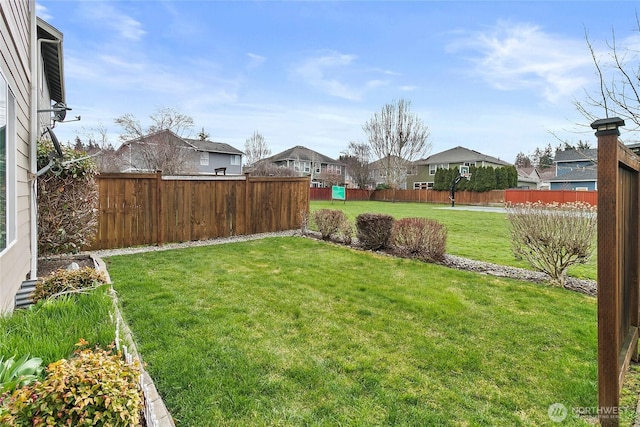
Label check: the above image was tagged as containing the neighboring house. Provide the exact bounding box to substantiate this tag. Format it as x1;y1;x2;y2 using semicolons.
407;146;511;189
260;145;346;187
0;5;65;312
549;148;598;191
516;166;540;190
538;168;556;190
117;129;244;175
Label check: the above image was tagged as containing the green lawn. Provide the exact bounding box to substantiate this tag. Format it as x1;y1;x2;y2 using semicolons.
310;201;597;280
106;239;597;427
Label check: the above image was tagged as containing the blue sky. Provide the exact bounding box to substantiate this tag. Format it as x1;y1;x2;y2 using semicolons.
37;0;640;162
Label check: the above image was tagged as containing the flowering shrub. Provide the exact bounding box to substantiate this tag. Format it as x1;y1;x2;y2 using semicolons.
33;267;107;302
505;202;597;286
391;218;447;261
0;341;143;427
356;213;394;250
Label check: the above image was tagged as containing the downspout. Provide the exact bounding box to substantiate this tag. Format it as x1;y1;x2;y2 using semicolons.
28;0;40;280
29;19;62;280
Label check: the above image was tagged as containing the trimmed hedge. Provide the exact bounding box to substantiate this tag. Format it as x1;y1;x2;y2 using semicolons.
356;213;395;251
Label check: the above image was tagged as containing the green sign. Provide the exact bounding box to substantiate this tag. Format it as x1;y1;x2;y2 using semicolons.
331;185;347;200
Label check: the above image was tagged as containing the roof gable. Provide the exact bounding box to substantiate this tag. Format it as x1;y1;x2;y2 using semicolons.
264;145;341;165
121;129;244;155
37;18;65;102
553;148;598;163
184;138;244;155
415;146;511;166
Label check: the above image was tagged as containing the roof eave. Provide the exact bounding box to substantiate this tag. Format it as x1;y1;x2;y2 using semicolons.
37;18;66;102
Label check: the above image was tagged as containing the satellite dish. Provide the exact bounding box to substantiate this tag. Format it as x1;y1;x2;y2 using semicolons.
47;126;63;159
51;101;71;123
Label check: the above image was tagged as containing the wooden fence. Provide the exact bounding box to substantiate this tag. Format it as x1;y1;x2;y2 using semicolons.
592;118;640;426
502;189;598;206
89;173;309;250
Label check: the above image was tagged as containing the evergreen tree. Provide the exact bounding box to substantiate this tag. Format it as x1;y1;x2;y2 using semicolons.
507;166;518;188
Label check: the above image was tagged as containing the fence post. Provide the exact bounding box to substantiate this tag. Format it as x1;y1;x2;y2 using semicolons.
244;172;254;234
156;171;164;246
591;118;638;427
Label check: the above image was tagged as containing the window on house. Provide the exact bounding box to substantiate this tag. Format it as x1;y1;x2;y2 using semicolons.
200;152;209;166
0;75;17;251
413;182;433;190
429;163;449;175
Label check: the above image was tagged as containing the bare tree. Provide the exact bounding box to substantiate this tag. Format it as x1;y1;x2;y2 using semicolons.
339;141;372;190
115;108;196;175
115;107;193;142
574;13;640;131
362;99;431;189
74;124;124;173
514;152;532;168
244;131;271;167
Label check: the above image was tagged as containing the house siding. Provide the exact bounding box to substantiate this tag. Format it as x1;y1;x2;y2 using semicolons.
0;1;35;312
549;181;598;191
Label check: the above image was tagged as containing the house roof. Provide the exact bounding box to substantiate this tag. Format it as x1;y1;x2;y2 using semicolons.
516;166;540;179
264;145;342;165
369;156;408;170
553;148;598;163
188;138;244;154
118;129;244;155
37;18;65;102
415;146;511;166
538;168;556;181
548;167;598;182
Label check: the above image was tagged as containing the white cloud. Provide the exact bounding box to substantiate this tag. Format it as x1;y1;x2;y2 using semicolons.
294;51;362;101
80;2;147;41
448;21;590;102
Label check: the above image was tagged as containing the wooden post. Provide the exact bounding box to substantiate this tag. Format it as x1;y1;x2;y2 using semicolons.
156;171;164;246
591;118;624;427
244;172;254;234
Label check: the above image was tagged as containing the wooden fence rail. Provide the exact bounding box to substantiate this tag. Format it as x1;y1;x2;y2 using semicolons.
88;173;309;250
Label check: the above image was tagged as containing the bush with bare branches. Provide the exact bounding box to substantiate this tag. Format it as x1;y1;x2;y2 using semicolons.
313;209;348;240
38;141;98;255
391;218;447;261
356;213;395;251
506;202;597;286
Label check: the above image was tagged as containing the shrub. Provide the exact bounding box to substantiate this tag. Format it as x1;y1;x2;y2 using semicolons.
0;341;143;427
313;209;347;240
391;218;447;261
33;267;107;302
356;213;394;250
38;141;98;255
506;202;597;286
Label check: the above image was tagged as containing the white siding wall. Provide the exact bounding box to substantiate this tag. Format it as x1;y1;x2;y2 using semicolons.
0;0;35;312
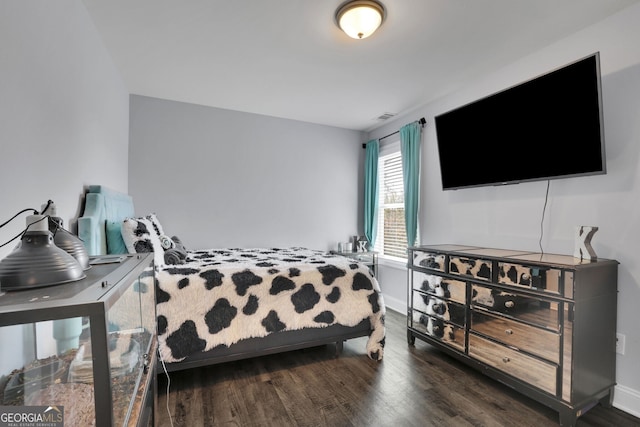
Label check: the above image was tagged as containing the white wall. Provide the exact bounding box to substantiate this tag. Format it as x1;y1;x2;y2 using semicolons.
369;5;640;416
129;96;363;250
0;0;129;375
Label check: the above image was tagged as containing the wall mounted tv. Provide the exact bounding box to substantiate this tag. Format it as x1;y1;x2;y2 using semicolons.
435;53;606;190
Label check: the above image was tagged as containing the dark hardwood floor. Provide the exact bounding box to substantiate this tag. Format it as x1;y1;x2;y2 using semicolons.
156;310;640;427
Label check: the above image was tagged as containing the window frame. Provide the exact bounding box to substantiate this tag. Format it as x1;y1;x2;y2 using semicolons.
374;136;408;264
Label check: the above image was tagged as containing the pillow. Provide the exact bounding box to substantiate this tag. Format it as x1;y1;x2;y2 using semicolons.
121;216;164;266
164;236;187;265
145;213;164;241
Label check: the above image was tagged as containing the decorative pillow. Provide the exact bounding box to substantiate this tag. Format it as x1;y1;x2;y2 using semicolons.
122;216;164;266
160;234;176;251
145;213;164;241
164;236;187;265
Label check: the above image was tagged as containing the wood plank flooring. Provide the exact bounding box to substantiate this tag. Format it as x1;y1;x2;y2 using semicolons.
156;310;640;427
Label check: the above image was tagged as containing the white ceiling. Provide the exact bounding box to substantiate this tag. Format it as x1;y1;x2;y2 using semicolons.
83;0;640;131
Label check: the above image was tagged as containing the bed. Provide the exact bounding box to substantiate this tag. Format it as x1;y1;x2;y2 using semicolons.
78;185;385;371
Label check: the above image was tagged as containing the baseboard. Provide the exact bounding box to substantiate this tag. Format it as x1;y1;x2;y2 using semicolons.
613;385;640;418
382;294;407;316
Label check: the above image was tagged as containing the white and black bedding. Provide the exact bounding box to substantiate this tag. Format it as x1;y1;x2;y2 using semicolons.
78;186;385;371
156;248;385;362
——————————
== Task description ==
Arrange all the lines above as a JSON list of strings, one string per line, skipping any blank lines. Leave the pictures out.

== Output of the exercise ==
[
  "Label check: the above image was tagged as containing the neighboring house. Provide the exact bounding box to substantiate this tag. Format it as x1;y1;x2;y2 using semicolons.",
  "407;146;511;189",
  "260;145;346;187",
  "0;5;65;312",
  "549;148;598;191",
  "516;166;540;190",
  "538;168;556;190",
  "117;129;244;175",
  "Label check: the above image was tagged as containing the green lawn. Provide the exact bounding box to substantiate this tag. Format it as x1;y1;x2;y2 using semicolons.",
  "310;201;597;280",
  "106;239;597;427",
  "Label check: the above image was tagged as containing the blue sky. Provide the exact bounding box to substantiate this tag. Format it as x1;y1;x2;y2 using semicolons.",
  "37;0;640;162",
  "Label check: the above image was tagged as containing the flowering shrub. Provide the exact bounding box to substantiate this tag. Format it as x1;y1;x2;y2 using semicolons.",
  "33;267;107;302",
  "505;202;597;286",
  "391;218;447;261",
  "0;341;143;427",
  "356;213;394;250",
  "Label check: the above image was tagged as containing the downspout. Provide the exact bounding box to substantiate this tag. Format it as x1;y1;x2;y2 using semicolons.",
  "28;0;40;280",
  "29;19;62;280",
  "Label check: the above image was tagged as containing the trimmed hedge. Provide the exact bounding box to substantiate this tag. Format it as x1;y1;x2;y2 using semicolons.",
  "356;213;395;251",
  "Label check: the above image was tagged as containing the green sign. Provide the exact bounding box to substantiate this tag. Format it as x1;y1;x2;y2 using semicolons.",
  "331;185;347;200",
  "Label check: the above image was tagged as containing the roof gable. Provide the exact bounding box to substantiate this tag. Format it as x1;y1;x2;y2 using semicolons.",
  "264;145;341;165",
  "121;129;244;155",
  "37;18;65;102",
  "553;148;598;163",
  "184;138;244;155",
  "415;146;511;166",
  "Label check: the above image was tagged as containing the roof eave. Provide the exact bounding box to substantiate this tag. Format it as x1;y1;x2;y2 using semicolons.",
  "37;18;66;102",
  "Label check: the above image was tagged as containing the satellite dish. Provide the exact bounding box to substantiate this tag. Format it as x1;y1;x2;y2 using semicolons.",
  "47;126;63;159",
  "51;101;71;123",
  "Label check: the above image was tagged as containing the wooden fence. Provide the exact bounding box to substantiate this tag. Format it as x1;y1;x2;y2 using semicolons.",
  "592;118;640;426",
  "502;189;598;206",
  "89;173;309;250",
  "Label check: the above image was tagged as containing the evergreen tree. Provide the exact bounding box to substantiate this tag. Format it as x1;y1;x2;y2 using semicolons.",
  "507;166;518;188",
  "Label check: the above image was tagged as containing the fence post. Provide the exact bounding box to substantiate this tag. Format it as x1;y1;x2;y2 using semicolons.",
  "244;172;254;234",
  "156;171;164;246",
  "591;118;638;427",
  "Label check: the above image was tagged as containing the window on house. Provide the exact bounding box to substantiate this tag. Format it as x1;y1;x2;y2 using semicolons.",
  "200;152;209;166",
  "0;75;17;251",
  "413;182;433;190",
  "429;163;449;175",
  "Label check: the above image was tagged as containing the bare tree. Provide the exact bounding box to substantiate this tag. Format it as x1;y1;x2;y2 using semicolons.",
  "339;141;372;190",
  "115;108;196;175",
  "115;107;193;142",
  "574;13;640;131",
  "362;99;431;189",
  "74;124;124;173",
  "514;152;532;168",
  "244;131;271;167",
  "Label check: the above image was tagged as containing the house siding. Provide the exact bounding box to substantiate this tag. Format it as x1;y1;x2;y2 using semicolons.",
  "0;1;35;312",
  "549;181;598;191",
  "Label check: the above image was tagged as containing the house roof. Provide the exact bounding box to substantiate this tag. Format it as x1;y1;x2;y2 using semicolons.",
  "516;166;540;179",
  "264;145;342;165",
  "369;156;408;170",
  "553;148;598;163",
  "188;138;244;154",
  "118;129;244;155",
  "37;18;65;102",
  "415;146;511;166",
  "538;168;556;181",
  "548;167;598;182",
  "Label check: the above image was tagged as containing the white cloud. Provide the exact bounding box to substantiate this tag. Format it as x1;y1;x2;y2 using semicolons.",
  "294;51;362;101",
  "80;2;147;41",
  "448;21;590;102",
  "Label check: the above image was tagged as containing the wooden post. Provide the exact bounding box to substantiate this tag. Format it as x1;y1;x2;y2 using semicolons.",
  "156;171;164;246",
  "591;118;624;427",
  "244;172;254;234",
  "Label check: the above image was tagged as containing the wooden fence rail. Provide the exact bounding box to substantiate this tag. Format it as x1;y1;x2;y2 using semicolons.",
  "88;173;309;250",
  "Label check: the above image was tagged as containing the bush with bare branches. Provide the exact bounding box to substantiate this tag. Format it as x1;y1;x2;y2 using semicolons.",
  "313;209;348;240",
  "38;141;98;255",
  "391;218;447;261",
  "356;213;395;251",
  "506;202;597;286",
  "Label check: the above image was tagged as containing the shrub. Provide the exact bounding box to substantiate this tag. Format it as x1;y1;x2;y2 using semicolons.",
  "0;341;143;427",
  "313;209;347;240",
  "391;218;447;261",
  "33;267;107;302",
  "356;213;394;250",
  "38;141;98;255",
  "506;202;597;286",
  "Label check: the above image was tagged as containing the white siding wall. Provide the exact bounding box to substantiate this tag. Format it as x1;y1;x2;y2 using semicolons.",
  "0;0;35;312",
  "Label check: the above image was tagged as containing the white wall. Provide the exact bounding box to substantiate this tag. Format it as x1;y1;x2;y2 using semicolons.",
  "369;5;640;416",
  "129;96;363;250",
  "0;0;129;375",
  "Label check: the above image was tagged as containing the wall mounted tv. Provide the exact bounding box to substantiate this tag. Format it as x1;y1;x2;y2 using semicolons.",
  "435;53;606;190",
  "Label check: the above image was tagged as containing the dark hardwood floor. Provide the exact bounding box to substantiate this tag. Format it as x1;y1;x2;y2 using semicolons.",
  "156;310;640;427",
  "Label check: the above image was tagged as containing the window frame. Provide the exact bounding box to substantiate this tag. Format it as x1;y1;x2;y2 using semicolons.",
  "374;136;408;264",
  "Label check: the above image was tagged as containing the pillow. Provide the exact bounding box to substantiate this tag. Format it as x1;y1;x2;y2 using semicolons.",
  "121;216;164;266",
  "164;236;187;265",
  "145;213;164;241",
  "Label check: the above image was tagged as containing the decorative pillow. Provide the exact bounding box to substantiate this tag. Format it as x1;y1;x2;y2 using semicolons.",
  "122;216;164;266",
  "160;234;176;251",
  "145;213;164;241",
  "164;236;187;265",
  "Label check: the above image was tagged as containing the wood plank flooring. Provide the exact bounding box to substantiate this tag. Format it as x1;y1;x2;y2 using semicolons.",
  "156;310;640;427",
  "Label check: the above image was tagged as containing the white ceiling. Provide the exact bounding box to substantiate this tag. Format it as x1;y1;x2;y2 using semicolons.",
  "83;0;640;131",
  "Label check: the above image was tagged as containing the bed. Provide the exact bounding box to substantiate this tag. Format it as x1;y1;x2;y2 using semicolons.",
  "78;185;385;371",
  "Label check: the above image was tagged as containing the baseboard. Provide the exact bounding box to substantiate this tag. Format it as x1;y1;x2;y2 using semicolons.",
  "613;385;640;418",
  "382;294;407;316",
  "Label check: the above image was tagged as containing the white and black bedding. Provide the exact bounding box to substantiate this tag. Format it as x1;y1;x2;y2 using semicolons.",
  "78;186;385;371",
  "156;248;385;362"
]